EXTRAIT À LIRE -
L'effort de rationalisation, dans ce premier cas de figure, devrait être assez simple à mettre en oeuvre, à condition qu'on le décide et qu'on le veuille. Sur ce type de compétences, on pourrait appliquer le concept de collectivité locale " chef de file ". Une piste pourrait être la délégation à une seule collectivité, pour instruire le dossier et déclencher les cofinancements, si on estime qu'on ne peut se passer de ceux-ci. Ce pourrait être une première étape.

Une convention pourrait par exemple confier l'instruction au service régional. Les départements apporteraient leur cofinancement sur déclenchement de l'instruction au niveau régional. Cette piste me paraît pouvoir éviter certains gaspillages budgétaires et surtout gagner du temps, qui, comme chacun sait, vaut de l'argent !

Seconde catégorie de compétences où les choses se compliquent : celles qui correspondent aux domaines où la collectivité ne se contente pas seulement de financer mais gère des équipements nécessitant la mise en place de moyens budgétaires et de personnels. Tel est le cas des compétences que les conseils généraux assument en matière de routes ou d'équipements scolaires. C'est sans doute dans ce cas de figure qu'il nous faut raisonner de façon rigoureuse en termes de bloc de compétences homogènes.

Enfin, troisième cas de figure -de loin le plus complexe : celui où l'exercice de la compétence se traduit également dans le respect de la législation nationale, par la définition de politiques locales particulières. Il s'agit bien évidemment pour l'essentiel du domaine de l'action sociale.

PROBLÈME POSÉ A - Mettez sous forme de liste JSON de chaînes, une chaîne par ligne et sans les lignes vides, les lignes des enregistrements allant de la ligne contenant « Please trace the outline of every instance of the bush » à la ligne contenant « M 75 95 L 0 101 L 0 118 L 93 103 L 93 87 Z », ces deux lignes comprises.

ENTRÉES RÉPERTORIÉES -
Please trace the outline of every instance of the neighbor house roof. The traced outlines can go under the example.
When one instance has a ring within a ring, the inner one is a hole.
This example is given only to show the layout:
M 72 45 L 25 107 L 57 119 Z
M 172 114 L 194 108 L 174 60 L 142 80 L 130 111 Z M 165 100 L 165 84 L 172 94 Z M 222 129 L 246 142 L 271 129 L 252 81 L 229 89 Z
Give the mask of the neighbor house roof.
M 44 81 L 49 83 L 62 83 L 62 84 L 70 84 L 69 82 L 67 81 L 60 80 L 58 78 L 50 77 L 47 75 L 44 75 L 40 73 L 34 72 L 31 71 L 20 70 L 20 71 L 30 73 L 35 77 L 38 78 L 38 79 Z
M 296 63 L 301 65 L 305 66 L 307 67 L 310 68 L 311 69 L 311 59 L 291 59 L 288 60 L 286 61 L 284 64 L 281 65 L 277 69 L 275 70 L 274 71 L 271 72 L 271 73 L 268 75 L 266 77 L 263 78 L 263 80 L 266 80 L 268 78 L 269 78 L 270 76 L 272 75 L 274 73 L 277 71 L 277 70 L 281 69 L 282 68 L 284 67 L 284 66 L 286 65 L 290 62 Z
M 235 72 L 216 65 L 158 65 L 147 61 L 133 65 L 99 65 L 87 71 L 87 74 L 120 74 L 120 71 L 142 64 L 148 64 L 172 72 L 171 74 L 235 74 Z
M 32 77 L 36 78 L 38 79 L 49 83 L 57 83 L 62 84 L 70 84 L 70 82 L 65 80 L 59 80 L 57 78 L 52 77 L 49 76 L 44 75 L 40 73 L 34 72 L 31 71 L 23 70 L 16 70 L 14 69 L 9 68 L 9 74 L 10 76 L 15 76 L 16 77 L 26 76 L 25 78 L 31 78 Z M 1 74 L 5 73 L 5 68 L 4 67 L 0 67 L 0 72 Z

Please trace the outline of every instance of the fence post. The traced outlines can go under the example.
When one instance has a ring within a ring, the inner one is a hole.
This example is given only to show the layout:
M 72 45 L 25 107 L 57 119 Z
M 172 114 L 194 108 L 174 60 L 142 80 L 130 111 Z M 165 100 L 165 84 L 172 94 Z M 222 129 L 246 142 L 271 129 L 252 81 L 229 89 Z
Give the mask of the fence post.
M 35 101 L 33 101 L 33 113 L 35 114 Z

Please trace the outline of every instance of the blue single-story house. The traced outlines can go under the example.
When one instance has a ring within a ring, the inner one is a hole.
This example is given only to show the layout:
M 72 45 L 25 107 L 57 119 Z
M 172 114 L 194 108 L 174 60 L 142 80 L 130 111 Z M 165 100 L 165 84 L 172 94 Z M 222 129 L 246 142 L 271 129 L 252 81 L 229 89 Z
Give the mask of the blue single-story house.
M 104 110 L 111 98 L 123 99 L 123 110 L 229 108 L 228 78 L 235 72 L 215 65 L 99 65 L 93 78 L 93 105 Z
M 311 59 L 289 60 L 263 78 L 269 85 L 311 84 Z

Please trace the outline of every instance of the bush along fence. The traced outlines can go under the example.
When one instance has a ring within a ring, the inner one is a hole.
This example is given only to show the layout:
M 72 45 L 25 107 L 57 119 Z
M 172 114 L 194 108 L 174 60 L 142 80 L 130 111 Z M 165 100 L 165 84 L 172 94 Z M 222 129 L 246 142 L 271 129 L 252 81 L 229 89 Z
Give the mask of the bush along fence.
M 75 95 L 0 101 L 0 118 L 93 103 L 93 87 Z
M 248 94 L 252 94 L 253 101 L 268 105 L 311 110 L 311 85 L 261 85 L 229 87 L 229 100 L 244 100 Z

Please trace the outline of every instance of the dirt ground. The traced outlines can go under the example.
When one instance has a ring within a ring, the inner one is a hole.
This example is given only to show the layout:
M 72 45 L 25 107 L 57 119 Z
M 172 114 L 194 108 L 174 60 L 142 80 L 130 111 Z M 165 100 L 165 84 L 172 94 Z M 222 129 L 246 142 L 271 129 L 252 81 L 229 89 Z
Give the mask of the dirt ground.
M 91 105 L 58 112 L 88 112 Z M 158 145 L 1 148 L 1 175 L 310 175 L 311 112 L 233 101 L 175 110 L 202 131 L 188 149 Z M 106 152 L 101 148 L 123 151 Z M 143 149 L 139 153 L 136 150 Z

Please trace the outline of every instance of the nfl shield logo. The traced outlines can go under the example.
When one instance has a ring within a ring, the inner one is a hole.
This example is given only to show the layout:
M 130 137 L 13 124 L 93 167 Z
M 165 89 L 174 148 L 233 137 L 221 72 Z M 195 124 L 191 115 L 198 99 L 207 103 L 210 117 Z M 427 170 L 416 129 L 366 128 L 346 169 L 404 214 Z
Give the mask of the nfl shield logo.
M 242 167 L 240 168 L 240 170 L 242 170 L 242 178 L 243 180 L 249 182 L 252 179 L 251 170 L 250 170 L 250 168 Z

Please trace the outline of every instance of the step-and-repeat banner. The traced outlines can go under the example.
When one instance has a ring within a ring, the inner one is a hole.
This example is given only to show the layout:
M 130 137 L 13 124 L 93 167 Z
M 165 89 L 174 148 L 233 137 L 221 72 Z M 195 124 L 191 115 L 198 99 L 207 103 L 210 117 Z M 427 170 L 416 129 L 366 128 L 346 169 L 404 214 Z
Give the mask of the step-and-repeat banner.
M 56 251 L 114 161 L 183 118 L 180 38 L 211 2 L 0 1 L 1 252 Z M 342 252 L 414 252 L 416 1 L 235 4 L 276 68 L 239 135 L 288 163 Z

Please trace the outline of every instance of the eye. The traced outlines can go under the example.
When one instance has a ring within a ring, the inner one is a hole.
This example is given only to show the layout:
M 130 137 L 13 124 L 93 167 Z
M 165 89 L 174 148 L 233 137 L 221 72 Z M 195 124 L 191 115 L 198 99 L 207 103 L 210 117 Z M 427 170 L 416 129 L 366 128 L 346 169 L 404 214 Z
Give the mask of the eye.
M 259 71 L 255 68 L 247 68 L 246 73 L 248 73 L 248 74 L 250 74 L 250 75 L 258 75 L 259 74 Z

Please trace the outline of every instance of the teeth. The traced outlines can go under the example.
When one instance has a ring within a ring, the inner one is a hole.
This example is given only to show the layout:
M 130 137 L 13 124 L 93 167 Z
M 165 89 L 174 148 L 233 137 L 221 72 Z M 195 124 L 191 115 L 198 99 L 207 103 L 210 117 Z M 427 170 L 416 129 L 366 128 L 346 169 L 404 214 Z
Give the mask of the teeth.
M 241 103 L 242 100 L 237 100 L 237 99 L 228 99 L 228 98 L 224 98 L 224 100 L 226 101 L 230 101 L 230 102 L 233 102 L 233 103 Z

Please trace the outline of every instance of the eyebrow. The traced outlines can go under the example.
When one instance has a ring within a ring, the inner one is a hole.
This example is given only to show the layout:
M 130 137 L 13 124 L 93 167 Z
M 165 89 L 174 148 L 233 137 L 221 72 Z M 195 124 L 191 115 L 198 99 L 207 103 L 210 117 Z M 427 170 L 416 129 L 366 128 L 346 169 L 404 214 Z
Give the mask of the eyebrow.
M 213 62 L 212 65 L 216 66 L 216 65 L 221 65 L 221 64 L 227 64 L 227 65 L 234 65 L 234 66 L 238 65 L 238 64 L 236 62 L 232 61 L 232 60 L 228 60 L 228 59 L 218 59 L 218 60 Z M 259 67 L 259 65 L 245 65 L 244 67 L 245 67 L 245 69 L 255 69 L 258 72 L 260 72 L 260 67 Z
--
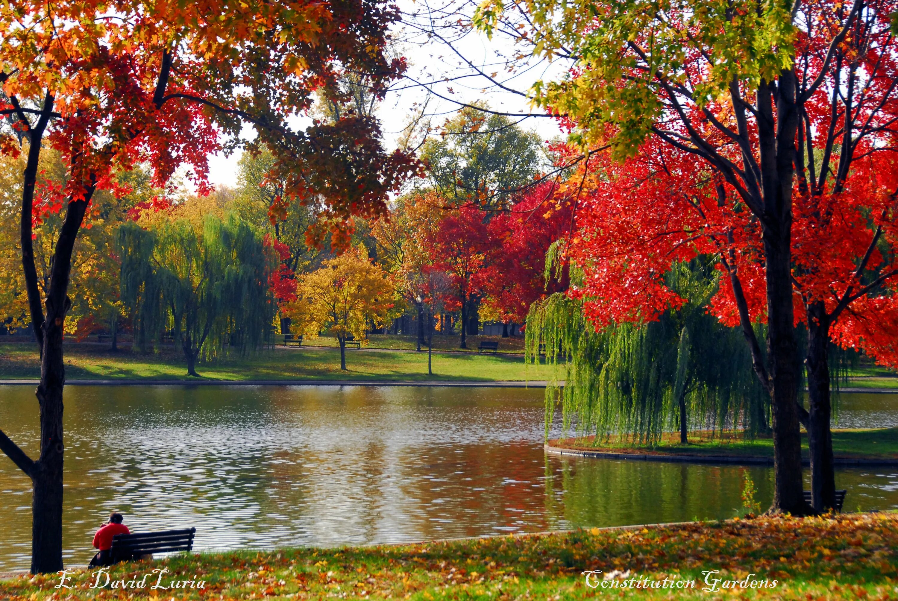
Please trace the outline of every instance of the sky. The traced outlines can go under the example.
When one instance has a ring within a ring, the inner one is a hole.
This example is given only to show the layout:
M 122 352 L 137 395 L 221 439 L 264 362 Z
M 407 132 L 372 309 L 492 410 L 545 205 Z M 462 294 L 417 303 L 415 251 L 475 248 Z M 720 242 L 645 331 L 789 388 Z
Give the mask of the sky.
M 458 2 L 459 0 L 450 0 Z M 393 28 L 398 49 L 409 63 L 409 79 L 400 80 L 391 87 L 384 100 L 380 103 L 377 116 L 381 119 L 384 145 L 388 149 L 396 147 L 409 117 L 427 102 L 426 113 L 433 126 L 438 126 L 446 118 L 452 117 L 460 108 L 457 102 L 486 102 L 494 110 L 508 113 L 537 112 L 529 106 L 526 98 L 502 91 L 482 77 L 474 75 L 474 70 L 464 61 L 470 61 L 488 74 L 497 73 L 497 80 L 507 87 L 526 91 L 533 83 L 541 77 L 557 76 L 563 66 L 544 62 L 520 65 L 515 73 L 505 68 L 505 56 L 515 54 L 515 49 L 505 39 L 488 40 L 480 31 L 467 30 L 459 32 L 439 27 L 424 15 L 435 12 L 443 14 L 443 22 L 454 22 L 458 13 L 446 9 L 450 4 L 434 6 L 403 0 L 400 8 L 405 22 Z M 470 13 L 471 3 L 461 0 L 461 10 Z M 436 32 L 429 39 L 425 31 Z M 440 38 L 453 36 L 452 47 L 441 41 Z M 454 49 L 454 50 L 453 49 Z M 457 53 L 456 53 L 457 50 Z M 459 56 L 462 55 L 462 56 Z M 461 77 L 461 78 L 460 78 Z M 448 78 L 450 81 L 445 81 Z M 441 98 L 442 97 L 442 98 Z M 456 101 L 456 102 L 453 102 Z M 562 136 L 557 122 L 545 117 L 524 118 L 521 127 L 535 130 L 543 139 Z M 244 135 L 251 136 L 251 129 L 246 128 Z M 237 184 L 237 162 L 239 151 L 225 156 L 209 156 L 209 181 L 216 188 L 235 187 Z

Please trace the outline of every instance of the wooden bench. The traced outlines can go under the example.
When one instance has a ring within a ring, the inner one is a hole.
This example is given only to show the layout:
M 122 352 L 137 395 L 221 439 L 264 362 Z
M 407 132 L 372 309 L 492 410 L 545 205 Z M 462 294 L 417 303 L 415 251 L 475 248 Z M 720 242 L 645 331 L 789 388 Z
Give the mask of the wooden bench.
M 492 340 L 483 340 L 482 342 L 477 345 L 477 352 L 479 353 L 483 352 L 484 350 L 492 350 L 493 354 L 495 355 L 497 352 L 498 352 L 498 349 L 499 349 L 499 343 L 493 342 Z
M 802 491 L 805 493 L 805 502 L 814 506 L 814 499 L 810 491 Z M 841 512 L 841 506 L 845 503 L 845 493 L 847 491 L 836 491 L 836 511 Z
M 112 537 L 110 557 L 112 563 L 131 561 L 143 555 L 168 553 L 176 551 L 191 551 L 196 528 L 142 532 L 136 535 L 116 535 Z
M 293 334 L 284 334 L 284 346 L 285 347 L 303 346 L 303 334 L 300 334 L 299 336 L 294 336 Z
==
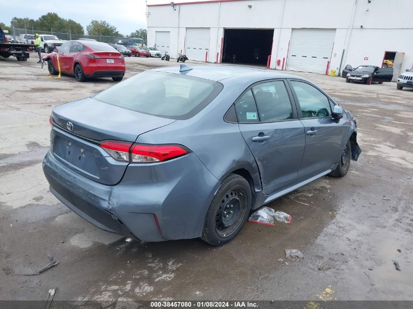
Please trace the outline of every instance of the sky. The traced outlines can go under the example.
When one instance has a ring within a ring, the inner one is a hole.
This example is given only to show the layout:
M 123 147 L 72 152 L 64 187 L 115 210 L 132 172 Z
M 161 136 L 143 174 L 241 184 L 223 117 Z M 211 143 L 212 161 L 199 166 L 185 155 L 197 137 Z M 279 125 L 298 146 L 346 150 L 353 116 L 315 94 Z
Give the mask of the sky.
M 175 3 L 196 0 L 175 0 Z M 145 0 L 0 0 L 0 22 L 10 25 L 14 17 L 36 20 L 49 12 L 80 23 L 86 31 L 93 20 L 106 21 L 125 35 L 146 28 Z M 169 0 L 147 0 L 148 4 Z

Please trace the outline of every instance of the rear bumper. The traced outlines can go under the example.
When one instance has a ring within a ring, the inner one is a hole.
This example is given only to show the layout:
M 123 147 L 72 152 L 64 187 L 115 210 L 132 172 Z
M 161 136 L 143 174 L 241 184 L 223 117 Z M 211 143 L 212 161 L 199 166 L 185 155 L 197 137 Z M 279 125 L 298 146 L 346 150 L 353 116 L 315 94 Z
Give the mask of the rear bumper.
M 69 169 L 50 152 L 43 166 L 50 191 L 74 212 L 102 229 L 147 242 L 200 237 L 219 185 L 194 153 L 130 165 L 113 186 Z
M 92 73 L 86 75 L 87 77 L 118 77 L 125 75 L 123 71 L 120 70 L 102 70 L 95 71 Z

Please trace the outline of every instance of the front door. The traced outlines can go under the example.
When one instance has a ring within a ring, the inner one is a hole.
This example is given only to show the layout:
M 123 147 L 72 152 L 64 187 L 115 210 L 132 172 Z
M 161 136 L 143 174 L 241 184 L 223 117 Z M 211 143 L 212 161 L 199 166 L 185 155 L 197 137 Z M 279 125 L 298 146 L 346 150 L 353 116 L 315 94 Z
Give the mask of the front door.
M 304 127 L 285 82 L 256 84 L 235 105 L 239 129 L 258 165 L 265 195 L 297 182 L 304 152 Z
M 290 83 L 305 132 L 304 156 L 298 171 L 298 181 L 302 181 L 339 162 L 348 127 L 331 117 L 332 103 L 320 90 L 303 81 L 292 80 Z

PROBLÈME POSÉ B - Pour chacune des affirmations suivantes, indiquez si elle concorde avec l'extrait en répondant par oui ou par non, et citez les mots exacts de l'extrait qui en décident. (i) L'extrait envisage de confier l'instruction au service départemental. (ii) Les routes et les équipements scolaires relèvent de la seconde catégorie de compétences. (iii) Le troisième cas de figure est présenté comme le plus simple.

RÉSULTAT OBTENU A -
[
  "Please trace the outline of every instance of the bush along fence. The traced outlines can go under the example.",
  "When one instance has a ring within a ring, the inner one is a hole.",
  "This example is given only to show the layout:",
  "M 72 45 L 25 107 L 57 119 Z",
  "M 172 114 L 194 108 L 174 60 L 142 80 L 130 111 Z M 165 100 L 165 84 L 172 94 Z M 222 129 L 246 142 L 271 129 L 252 81 L 229 89 Z",
  "Give the mask of the bush along fence.",
  "M 75 95 L 0 101 L 0 118 L 93 103 L 93 87 Z"
]

RÉSULTAT OBTENU B -
(i) Non : « Une convention pourrait par exemple confier l'instruction au service régional. »
(ii) Oui : « Tel est le cas des compétences que les conseils généraux assument en matière de routes ou d'équipements scolaires. »
(iii) Non : « Enfin, troisième cas de figure -de loin le plus complexe »